Dataset rows showing where objects appear
------
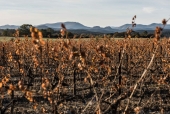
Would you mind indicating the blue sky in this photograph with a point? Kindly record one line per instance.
(88, 12)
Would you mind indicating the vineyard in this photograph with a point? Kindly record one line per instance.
(70, 76)
(101, 76)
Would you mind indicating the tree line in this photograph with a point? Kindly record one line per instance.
(51, 33)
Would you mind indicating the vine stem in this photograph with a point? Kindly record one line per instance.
(140, 79)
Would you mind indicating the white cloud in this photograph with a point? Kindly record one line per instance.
(148, 9)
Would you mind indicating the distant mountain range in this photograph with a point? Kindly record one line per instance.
(73, 26)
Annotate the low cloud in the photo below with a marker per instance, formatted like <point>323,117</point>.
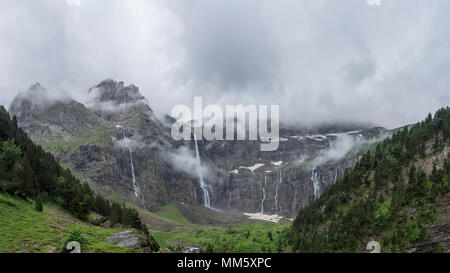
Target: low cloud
<point>322,61</point>
<point>344,145</point>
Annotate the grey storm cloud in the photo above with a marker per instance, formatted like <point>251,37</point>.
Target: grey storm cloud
<point>320,60</point>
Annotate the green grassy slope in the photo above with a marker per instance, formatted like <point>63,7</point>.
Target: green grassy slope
<point>25,230</point>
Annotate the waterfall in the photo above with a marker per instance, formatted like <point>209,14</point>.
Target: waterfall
<point>276,190</point>
<point>264,195</point>
<point>206,199</point>
<point>335,176</point>
<point>137,190</point>
<point>229,190</point>
<point>316,182</point>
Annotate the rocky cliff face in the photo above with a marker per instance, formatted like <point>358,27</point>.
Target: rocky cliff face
<point>124,151</point>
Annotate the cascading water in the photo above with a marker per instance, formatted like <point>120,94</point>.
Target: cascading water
<point>335,176</point>
<point>280,180</point>
<point>203,186</point>
<point>316,182</point>
<point>264,195</point>
<point>136,188</point>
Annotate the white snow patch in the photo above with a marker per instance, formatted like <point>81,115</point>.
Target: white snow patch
<point>275,218</point>
<point>277,163</point>
<point>253,168</point>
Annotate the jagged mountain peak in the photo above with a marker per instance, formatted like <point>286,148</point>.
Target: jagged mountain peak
<point>116,92</point>
<point>36,87</point>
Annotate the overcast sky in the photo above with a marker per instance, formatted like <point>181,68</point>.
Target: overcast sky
<point>321,60</point>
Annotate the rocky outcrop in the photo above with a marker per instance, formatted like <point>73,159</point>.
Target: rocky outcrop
<point>132,240</point>
<point>90,140</point>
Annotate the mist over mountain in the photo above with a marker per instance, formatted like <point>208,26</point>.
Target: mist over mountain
<point>321,61</point>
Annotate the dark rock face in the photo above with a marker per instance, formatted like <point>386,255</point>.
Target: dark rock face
<point>129,239</point>
<point>95,142</point>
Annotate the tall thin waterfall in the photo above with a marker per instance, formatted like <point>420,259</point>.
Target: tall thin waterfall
<point>336,175</point>
<point>136,188</point>
<point>280,180</point>
<point>316,182</point>
<point>203,186</point>
<point>264,195</point>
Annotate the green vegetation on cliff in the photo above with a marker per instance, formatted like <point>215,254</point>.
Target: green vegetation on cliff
<point>388,197</point>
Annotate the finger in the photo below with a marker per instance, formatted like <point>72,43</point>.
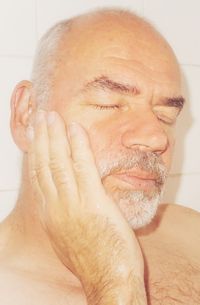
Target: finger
<point>60,159</point>
<point>86,172</point>
<point>39,157</point>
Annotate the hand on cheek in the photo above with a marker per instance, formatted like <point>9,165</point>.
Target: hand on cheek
<point>84,226</point>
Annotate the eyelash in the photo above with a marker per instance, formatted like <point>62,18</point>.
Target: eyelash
<point>105,107</point>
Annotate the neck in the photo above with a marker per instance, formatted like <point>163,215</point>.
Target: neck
<point>25,241</point>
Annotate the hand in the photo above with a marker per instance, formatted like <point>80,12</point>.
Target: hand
<point>85,227</point>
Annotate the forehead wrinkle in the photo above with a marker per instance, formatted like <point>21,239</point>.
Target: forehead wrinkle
<point>175,101</point>
<point>104,83</point>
------
▶ _Task details_
Reproduce every line from the one holding "Annotate the hand in" through the end of the records, inclusive, with the requests unchanged. Raise each point coordinate in the answers by 145.

▶ _Task solution_
Annotate the hand in the photo above with a marker per instance, formatted like <point>80,12</point>.
Target: hand
<point>230,372</point>
Annotate the forehead wrinkle in the photo above with a marker per instance, formatted like <point>21,239</point>.
Target: forehead wrinkle
<point>320,246</point>
<point>249,228</point>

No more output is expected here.